=== EXTRACTED TEXT ===
Attendees and LGBT advocates gather to confer during a break in the United Methodist Church conference in Portland, Oregon, Wednesday. The United Methodist Church, the nation’s largest mainline Protestant denomination, is holding its once-every-four-years meeting and is facing a bitter fight over whether they should lift the church ban on same-sex marriage.
Struggling to avoid a split over gay rights, the top policy-making body of the United Methodist Church on Wednesday narrowly approved a full review of all church law on sexuality, amid an emotional meeting roiled by talk of schism.

Delegates at the Methodist General Conference, meeting in Portland, Oregon, voted 428-405 to delay all consideration of LGBT-related proposals. Instead, the delegates created a commission that will spend at least two years reviewing policy on the subject, contained in the Methodist Book of Discipline, with the goal of developing a plan to address their differences.
===
* **QUESTIONS TO ANSWER**:
#1 Rewrite the paragraph of the Methodist conference excerpt that begins "Delegates at the Methodist General Conference" in briefer form, keeping its main facts.
#2 Using the Methodist conference excerpt, state whether each statement agrees with the text, answering yes or no and quoting the deciding words: (a) The United Methodist Church holds this meeting once every four years. (b) The review of church law on sexuality was approved by a wide margin. (c) The commission will review policy for at least two years.
#3 Copy out everything in the Methodist conference excerpt from "Attendees and LGBT" down to "on same-sex marriage.".
The listing is material separate from the Methodist conference excerpt.
=== INFORMATION PROVIDED ===
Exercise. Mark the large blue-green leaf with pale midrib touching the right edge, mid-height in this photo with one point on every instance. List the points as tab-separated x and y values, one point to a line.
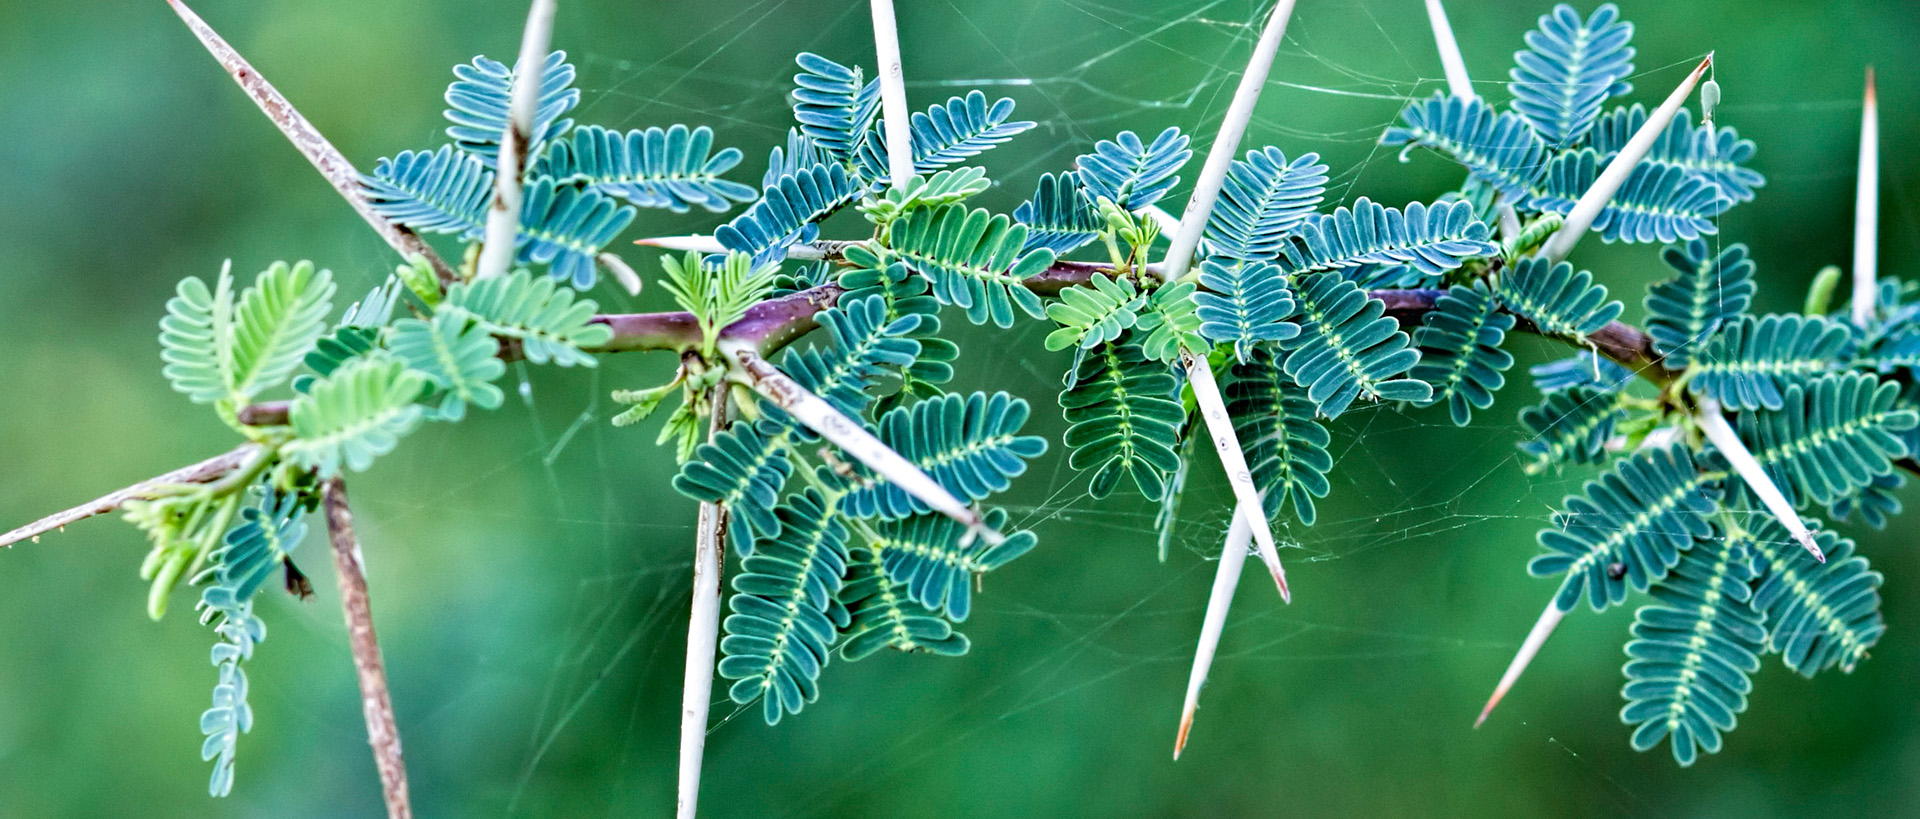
1831	438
===
* **YOUR RESPONSES**:
#1 Meeting in Portland, Oregon, General Conference delegates voted 428-405 to postpone all LGBT-related proposals. They created a commission to spend at least two years reviewing the relevant policy in the Methodist Book of Discipline and to develop a plan for addressing their differences.

#2
(a) Yes: "is holding its once-every-four-years meeting"
(b) No: "narrowly approved a full review of all church law on sexuality"
(c) Yes: "will spend at least two years reviewing policy on the subject"

#3
Attendees and LGBT advocates gather to confer during a break in the United Methodist Church conference in Portland, Oregon, Wednesday. The United Methodist Church, the nation’s largest mainline Protestant denomination, is holding its once-every-four-years meeting and is facing a bitter fight over whether they should lift the church ban on same-sex marriage.